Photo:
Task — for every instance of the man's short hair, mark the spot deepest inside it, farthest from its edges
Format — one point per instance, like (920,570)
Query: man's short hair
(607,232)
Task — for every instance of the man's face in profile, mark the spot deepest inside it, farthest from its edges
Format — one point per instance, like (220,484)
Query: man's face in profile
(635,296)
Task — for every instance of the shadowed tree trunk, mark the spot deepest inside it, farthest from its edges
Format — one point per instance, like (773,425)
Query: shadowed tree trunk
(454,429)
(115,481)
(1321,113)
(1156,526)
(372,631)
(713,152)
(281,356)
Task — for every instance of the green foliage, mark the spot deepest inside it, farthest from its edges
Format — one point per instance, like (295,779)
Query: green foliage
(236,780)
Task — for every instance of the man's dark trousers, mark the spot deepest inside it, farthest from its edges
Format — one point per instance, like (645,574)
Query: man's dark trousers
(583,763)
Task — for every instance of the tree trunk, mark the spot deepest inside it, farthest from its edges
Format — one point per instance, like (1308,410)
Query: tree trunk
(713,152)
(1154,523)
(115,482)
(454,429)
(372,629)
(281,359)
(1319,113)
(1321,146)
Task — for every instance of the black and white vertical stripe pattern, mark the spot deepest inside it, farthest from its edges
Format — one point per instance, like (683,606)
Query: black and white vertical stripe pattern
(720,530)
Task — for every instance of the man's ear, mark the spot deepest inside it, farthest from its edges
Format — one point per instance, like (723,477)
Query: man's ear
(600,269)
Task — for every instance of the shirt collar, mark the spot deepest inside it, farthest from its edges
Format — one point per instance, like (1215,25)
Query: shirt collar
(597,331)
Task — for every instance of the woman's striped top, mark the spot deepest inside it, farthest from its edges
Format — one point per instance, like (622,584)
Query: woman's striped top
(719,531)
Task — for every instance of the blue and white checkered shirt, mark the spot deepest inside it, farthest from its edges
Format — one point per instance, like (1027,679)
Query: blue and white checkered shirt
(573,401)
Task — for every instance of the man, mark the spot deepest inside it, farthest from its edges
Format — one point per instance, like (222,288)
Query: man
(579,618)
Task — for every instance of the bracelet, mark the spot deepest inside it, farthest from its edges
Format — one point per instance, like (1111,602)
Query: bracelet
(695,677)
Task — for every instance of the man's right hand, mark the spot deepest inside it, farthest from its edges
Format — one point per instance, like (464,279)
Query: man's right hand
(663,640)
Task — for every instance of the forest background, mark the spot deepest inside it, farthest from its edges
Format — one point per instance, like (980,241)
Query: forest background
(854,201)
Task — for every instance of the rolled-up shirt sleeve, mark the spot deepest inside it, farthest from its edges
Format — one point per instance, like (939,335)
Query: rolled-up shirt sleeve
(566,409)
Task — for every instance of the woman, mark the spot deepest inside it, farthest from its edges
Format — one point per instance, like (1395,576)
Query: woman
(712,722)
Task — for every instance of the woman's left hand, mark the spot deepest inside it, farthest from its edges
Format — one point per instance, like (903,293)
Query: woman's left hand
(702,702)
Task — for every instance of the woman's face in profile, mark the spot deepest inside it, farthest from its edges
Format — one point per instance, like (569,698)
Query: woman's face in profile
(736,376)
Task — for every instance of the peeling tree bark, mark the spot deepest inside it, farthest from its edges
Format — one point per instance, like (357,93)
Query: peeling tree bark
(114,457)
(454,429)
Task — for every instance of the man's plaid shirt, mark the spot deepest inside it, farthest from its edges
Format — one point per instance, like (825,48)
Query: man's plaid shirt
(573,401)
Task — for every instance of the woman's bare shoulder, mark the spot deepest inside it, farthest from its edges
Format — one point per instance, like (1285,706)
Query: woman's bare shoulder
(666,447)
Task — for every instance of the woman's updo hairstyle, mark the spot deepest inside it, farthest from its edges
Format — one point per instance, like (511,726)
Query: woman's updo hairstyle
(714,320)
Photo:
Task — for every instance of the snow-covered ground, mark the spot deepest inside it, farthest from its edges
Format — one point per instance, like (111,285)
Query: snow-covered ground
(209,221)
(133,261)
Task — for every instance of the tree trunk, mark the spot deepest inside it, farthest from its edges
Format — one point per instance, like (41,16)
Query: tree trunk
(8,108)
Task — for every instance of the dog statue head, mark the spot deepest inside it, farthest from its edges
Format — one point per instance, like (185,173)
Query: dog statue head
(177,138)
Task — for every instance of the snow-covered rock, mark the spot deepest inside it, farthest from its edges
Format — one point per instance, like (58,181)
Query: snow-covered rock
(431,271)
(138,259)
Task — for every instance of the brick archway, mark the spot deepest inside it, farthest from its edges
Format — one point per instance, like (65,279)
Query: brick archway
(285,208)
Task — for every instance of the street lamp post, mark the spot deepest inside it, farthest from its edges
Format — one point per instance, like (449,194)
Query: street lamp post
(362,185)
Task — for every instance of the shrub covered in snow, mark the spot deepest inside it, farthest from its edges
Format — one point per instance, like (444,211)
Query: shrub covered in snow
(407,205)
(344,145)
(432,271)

Work to be completed:
Hand back the material above in full, exactly as written.

Result for this exercise:
Photo:
Task — for every instance of the man's short hair, mark the spot deepest inside it, farthest from its edges
Format — one point per instance, like (920,570)
Query: man's short hair
(607,232)
Task — for every instance of the man's face in profile, mark the spot deepest inside it, farthest from its edges
Format — one point per instance, like (220,484)
Query: man's face in profile
(635,296)
Task — for every instance of the shadowed tree trunk, mark the spot deepest inside it, farthest from its edges
Format — one point per instance, like (773,425)
Query: shadowed tree trunk
(454,429)
(115,481)
(1321,113)
(1156,526)
(372,631)
(713,152)
(281,356)
Task — for every instance of the green foliage, mark the spot deepest inside it, farthest from its edges
Format — one point per instance, like (295,779)
Query: green foliage
(236,780)
Task — for every instance of the man's dark trousers, mark the spot deepest inside it, farthest from its edges
Format — one point per instance, like (645,574)
Query: man's dark trousers
(583,763)
Task — for every instance of the tree trunk, mark the spot deepest inside it, farthest from its edges
Format — one point per instance, like (1308,410)
Query: tree trunk
(713,152)
(1154,523)
(115,482)
(454,429)
(372,629)
(281,359)
(1319,113)
(1321,146)
Task — for every instance of the black and white vertical stripe pattern, mark the spot deepest inside it, farthest from its edges
Format — one point per instance, like (683,606)
Query: black and white vertical stripe pattern
(720,530)
Task — for every instance of the man's ear, mark the spot deepest inside it, farthest from its edges
Format — one point per instance, like (723,477)
Query: man's ear
(600,269)
Task — for every instance of the shirt collar, mark the spot deepest inside it, farthest from its edges
Format — one point per instance, like (1215,25)
Query: shirt collar
(597,331)
Task — for every instance of the woman's striped top, mark the spot deepest inside it, farthest from its edges
Format — one point per instance, like (622,584)
Query: woman's striped top
(719,531)
Task — for every instance of the blue and white checkered shirt, mark the spot deepest inside it, farthest from its edges
Format — one point per instance, like (1027,679)
Query: blue and white checkered shirt
(573,401)
Task — for every instance of the man, mark the spot deepest inside it, farthest from its edges
Format — one point per instance, like (222,288)
Query: man
(579,618)
Task — for every instance of the bracelet, mark the spot deepest inside it, farthest from its edges
Format — one point per instance, like (1111,602)
Query: bracelet
(695,677)
Task — for every instance of the man's right hand, mark the spot deepest inside it, farthest from its edges
Format — one point per instance, like (464,279)
Query: man's right hand
(663,640)
Task — for every instance of the forest background, mark the spot deepest inside it, farthest from its edges
Format — one point per instance, like (980,241)
Query: forest background
(854,201)
Task — for every instance of the rolled-up shirt sleeve, mark the spot deepest inside it, farthest from its edges
Format — one point per instance, like (939,335)
Query: rolled-up shirt sleeve
(566,409)
Task — for every instance of the woman, mark the spot deepest inside it, farthest from its edges
Format — one point per instance, like (1395,576)
Query: woman
(712,722)
Task — for every instance of the woman's left hand, mark the spot deepest inside it, farthest from its edges
Format — one point per instance, like (903,293)
Query: woman's left hand
(702,702)
Task — for every instance of the woman's face in profile, mark the spot deepest inside it, farthest from its edges
Format — one point per instance, like (569,698)
Query: woman's face in profile
(736,376)
Task — for every instance of the peeling tree bark, mark the spot deepest inside it, farthest from its edges
Format — one point per instance, like (357,93)
Query: peeling tree bark
(114,457)
(454,429)
Task — for every instance of the man's plaid shirt, mark the spot deepest inside it, farthest from its edges
Format — one point per instance, like (825,48)
Query: man's plaid shirt
(573,401)
Task — for every instance of the woman's bare shoulder, mark the spot deepest inside it, farthest from its edges
Format — one point per instance, like (1285,706)
Query: woman's bare shoulder
(666,447)
Task — for every instance of the woman's updo hairstyle, mark the spot deepest inside it, farthest from its edges
Format — one point per instance, like (511,726)
Query: woman's updo hairstyle
(714,320)
Photo:
Task — for every instance of the snow-covered ground, mark the spot deepest inside it, farthest from its edges
Format — one point per instance, like (111,285)
Query: snow-covered ground
(209,221)
(133,261)
Task — for every instance of the tree trunk, mark the spot deepest inside it, farthest from its edges
Format — one point per instance, like (41,16)
Query: tree trunk
(8,108)
Task — for every instance of the dog statue head, mark the spot deepest inside it, farthest from its edges
Format — one point per instance, like (185,173)
Query: dog statue head
(177,138)
Task — for every instance of the snow-covered rock, mark the spot deepest inside it, farthest from its edges
Format — one point per instance, like (58,181)
Query: snow-covered rock
(431,271)
(138,259)
Task — for every instance of the brick archway, mark the spot deepest inside it, farthest from its edges
Format — one point per instance, like (65,279)
Query: brick archway
(285,208)
Task — for every instance of the street lamp post, mark the spot deepest inside it, farthest from its edges
Format — one point per instance, like (449,194)
Query: street lamp post
(362,185)
Task — for every instance of the shrub covered in snow, mark the spot deepest inside it, farthest from its edges
Format — one point per instance, like (444,211)
Query: shrub covered in snow
(407,205)
(344,145)
(432,271)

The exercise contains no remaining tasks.